==== Record excerpts ====
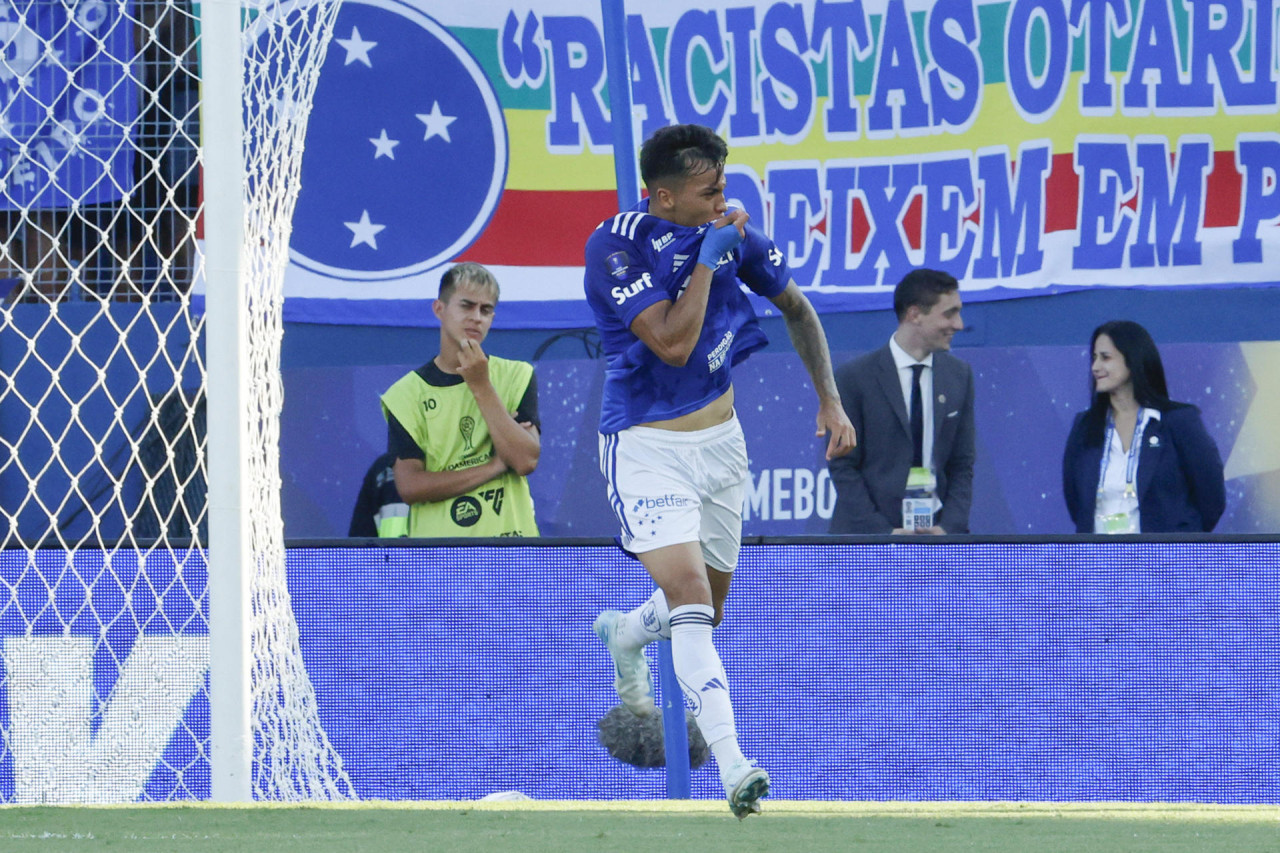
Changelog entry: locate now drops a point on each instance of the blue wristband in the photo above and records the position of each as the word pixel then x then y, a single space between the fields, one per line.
pixel 717 242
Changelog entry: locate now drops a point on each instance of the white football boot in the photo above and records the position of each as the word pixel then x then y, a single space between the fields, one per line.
pixel 631 675
pixel 745 785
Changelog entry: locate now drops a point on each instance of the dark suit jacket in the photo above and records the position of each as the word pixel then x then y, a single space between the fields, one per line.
pixel 872 479
pixel 1179 484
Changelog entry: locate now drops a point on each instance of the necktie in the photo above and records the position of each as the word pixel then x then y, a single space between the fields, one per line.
pixel 917 418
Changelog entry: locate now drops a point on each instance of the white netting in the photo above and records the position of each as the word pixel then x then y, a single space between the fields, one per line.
pixel 103 450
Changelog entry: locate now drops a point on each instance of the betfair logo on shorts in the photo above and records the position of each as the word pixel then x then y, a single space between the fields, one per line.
pixel 664 502
pixel 622 293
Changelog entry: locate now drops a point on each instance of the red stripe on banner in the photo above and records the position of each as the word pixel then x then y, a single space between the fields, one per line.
pixel 542 228
pixel 1223 192
pixel 1061 192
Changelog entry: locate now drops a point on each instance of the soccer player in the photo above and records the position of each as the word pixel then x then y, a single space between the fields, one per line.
pixel 663 281
pixel 464 427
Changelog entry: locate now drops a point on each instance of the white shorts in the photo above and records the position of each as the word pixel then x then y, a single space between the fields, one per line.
pixel 670 487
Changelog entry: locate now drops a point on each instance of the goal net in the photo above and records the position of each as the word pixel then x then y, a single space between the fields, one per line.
pixel 104 452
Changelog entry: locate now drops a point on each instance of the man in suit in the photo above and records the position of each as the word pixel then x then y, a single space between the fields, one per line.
pixel 936 432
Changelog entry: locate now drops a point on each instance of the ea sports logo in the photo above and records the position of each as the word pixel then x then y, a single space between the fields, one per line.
pixel 465 511
pixel 406 149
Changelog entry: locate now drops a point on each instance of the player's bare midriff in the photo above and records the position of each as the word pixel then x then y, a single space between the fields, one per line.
pixel 713 414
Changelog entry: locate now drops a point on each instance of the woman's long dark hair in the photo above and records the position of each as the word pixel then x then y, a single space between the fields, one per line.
pixel 1146 370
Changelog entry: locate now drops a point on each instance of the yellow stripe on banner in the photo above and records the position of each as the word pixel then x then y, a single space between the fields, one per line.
pixel 999 124
pixel 533 167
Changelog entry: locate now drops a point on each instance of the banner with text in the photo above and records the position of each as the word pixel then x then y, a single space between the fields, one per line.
pixel 1025 146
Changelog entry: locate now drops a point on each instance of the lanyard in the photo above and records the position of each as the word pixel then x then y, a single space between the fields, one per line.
pixel 1130 470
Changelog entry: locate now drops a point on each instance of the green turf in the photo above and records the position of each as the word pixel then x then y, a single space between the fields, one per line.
pixel 645 826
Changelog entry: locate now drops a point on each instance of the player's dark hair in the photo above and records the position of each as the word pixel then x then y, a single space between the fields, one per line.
pixel 474 274
pixel 680 150
pixel 923 288
pixel 1146 372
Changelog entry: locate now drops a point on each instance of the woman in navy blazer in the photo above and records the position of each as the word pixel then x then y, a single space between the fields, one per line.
pixel 1171 480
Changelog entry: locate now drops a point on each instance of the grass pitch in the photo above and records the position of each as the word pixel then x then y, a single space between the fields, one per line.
pixel 652 825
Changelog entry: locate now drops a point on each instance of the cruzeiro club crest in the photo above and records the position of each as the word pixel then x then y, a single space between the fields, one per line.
pixel 406 150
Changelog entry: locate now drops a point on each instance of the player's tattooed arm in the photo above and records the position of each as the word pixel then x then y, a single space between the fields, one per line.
pixel 810 343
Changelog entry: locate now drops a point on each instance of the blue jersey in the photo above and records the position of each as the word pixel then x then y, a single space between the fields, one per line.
pixel 635 260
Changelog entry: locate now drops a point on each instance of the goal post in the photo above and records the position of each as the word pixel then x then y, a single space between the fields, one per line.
pixel 150 154
pixel 231 753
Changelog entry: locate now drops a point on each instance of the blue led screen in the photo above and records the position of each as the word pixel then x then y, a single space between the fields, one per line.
pixel 1074 671
pixel 1001 670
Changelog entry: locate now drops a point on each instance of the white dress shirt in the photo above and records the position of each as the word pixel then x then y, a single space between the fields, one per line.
pixel 1118 493
pixel 904 361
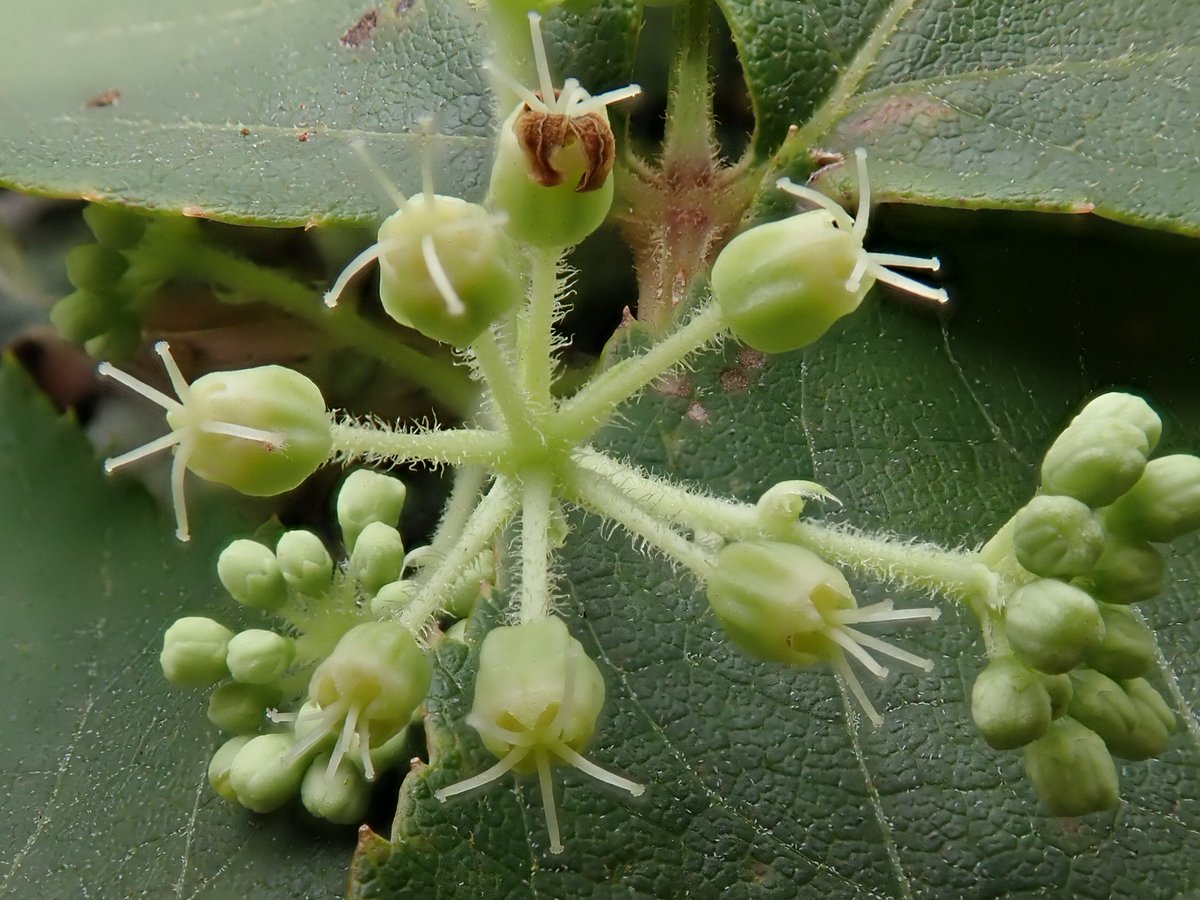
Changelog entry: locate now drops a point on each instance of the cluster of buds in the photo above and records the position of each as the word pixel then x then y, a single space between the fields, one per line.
pixel 1072 687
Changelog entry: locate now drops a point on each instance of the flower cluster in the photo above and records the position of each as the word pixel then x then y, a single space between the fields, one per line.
pixel 321 706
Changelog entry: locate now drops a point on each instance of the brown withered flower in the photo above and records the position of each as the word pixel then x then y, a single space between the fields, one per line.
pixel 571 123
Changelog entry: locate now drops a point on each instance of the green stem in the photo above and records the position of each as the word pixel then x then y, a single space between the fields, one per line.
pixel 593 406
pixel 961 576
pixel 456 447
pixel 481 528
pixel 689 121
pixel 198 259
pixel 537 328
pixel 535 498
pixel 502 384
pixel 594 493
pixel 468 484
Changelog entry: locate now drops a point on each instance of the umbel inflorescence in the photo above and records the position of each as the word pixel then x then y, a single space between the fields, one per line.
pixel 319 705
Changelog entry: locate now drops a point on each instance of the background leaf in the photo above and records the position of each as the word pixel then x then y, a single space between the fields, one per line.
pixel 244 111
pixel 761 783
pixel 103 789
pixel 1074 107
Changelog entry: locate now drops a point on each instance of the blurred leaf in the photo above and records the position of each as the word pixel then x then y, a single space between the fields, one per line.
pixel 103 789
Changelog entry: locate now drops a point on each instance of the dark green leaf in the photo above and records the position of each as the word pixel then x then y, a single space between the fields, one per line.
pixel 1073 107
pixel 105 791
pixel 761 780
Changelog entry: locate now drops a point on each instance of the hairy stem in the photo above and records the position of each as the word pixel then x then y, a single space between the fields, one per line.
pixel 441 377
pixel 535 583
pixel 480 531
pixel 595 495
pixel 593 406
pixel 459 447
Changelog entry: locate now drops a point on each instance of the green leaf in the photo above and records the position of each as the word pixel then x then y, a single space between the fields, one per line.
pixel 1073 107
pixel 105 789
pixel 761 779
pixel 245 111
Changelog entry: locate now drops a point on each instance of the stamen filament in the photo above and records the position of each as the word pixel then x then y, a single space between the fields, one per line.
pixel 888 649
pixel 454 303
pixel 847 643
pixel 108 370
pixel 546 783
pixel 486 777
pixel 847 677
pixel 161 443
pixel 589 768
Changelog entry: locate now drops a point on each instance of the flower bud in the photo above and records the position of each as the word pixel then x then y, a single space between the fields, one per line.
pixel 773 600
pixel 1009 705
pixel 259 657
pixel 1127 408
pixel 377 558
pixel 1128 648
pixel 1131 723
pixel 94 267
pixel 1095 461
pixel 305 563
pixel 1140 691
pixel 221 763
pixel 1051 625
pixel 1128 571
pixel 252 575
pixel 537 681
pixel 1099 703
pixel 264 775
pixel 447 269
pixel 783 285
pixel 1072 769
pixel 115 227
pixel 288 433
pixel 241 708
pixel 193 652
pixel 1056 537
pixel 367 688
pixel 1163 505
pixel 367 497
pixel 340 797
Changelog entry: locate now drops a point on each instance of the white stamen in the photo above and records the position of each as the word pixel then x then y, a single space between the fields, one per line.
pixel 358 264
pixel 177 378
pixel 109 371
pixel 455 305
pixel 907 285
pixel 906 262
pixel 364 733
pixel 486 777
pixel 178 469
pixel 547 802
pixel 532 100
pixel 856 276
pixel 888 649
pixel 115 462
pixel 539 54
pixel 807 193
pixel 864 196
pixel 589 768
pixel 847 643
pixel 343 741
pixel 856 688
pixel 360 147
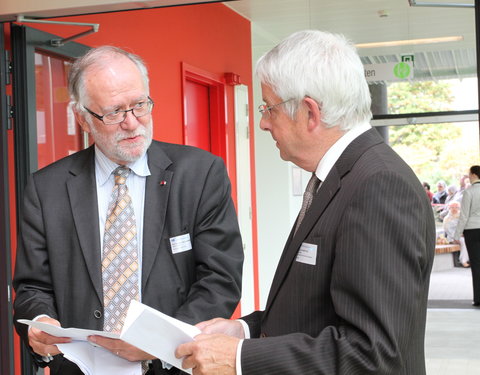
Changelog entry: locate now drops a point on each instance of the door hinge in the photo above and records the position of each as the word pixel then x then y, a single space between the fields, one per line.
pixel 10 113
pixel 8 68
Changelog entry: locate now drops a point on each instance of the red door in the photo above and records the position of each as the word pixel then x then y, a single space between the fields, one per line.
pixel 197 113
pixel 57 133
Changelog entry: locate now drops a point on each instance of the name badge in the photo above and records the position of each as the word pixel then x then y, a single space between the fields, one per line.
pixel 181 243
pixel 307 254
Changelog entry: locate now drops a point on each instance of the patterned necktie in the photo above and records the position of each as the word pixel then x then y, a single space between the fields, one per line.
pixel 310 191
pixel 120 255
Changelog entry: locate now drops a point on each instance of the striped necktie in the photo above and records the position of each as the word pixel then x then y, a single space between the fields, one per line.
pixel 310 191
pixel 120 255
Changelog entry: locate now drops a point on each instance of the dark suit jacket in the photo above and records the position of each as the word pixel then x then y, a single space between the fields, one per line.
pixel 58 268
pixel 361 309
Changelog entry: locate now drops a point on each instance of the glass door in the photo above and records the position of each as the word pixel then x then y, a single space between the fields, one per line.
pixel 44 128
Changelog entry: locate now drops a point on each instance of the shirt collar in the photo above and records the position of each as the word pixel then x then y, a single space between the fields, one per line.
pixel 104 166
pixel 336 150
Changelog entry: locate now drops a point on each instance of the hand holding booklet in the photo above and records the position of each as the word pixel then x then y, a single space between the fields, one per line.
pixel 146 328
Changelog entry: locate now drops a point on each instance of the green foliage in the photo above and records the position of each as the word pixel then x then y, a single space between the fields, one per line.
pixel 434 151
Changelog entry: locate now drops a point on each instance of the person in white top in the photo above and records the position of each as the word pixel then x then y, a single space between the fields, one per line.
pixel 469 225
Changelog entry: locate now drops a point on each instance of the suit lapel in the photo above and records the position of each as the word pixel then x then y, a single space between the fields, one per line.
pixel 157 190
pixel 325 194
pixel 322 199
pixel 82 194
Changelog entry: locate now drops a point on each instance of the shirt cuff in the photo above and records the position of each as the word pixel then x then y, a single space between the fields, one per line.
pixel 45 358
pixel 238 360
pixel 246 329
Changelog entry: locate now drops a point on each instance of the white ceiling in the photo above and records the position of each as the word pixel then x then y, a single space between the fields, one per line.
pixel 360 20
pixel 365 21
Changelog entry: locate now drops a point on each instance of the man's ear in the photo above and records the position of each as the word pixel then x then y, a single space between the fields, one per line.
pixel 314 113
pixel 82 121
====
* Brief *
Please extract the lines starting at the line that contains "of the person" and ending at the line that contains "pixel 469 225", reproducing them exactly.

* Worked answer *
Changelog entry: locate now drops a point on each instance of the person in white top in the photo above and records the position of each as the word pixel then x then y, a single space between the fields, one per line.
pixel 469 225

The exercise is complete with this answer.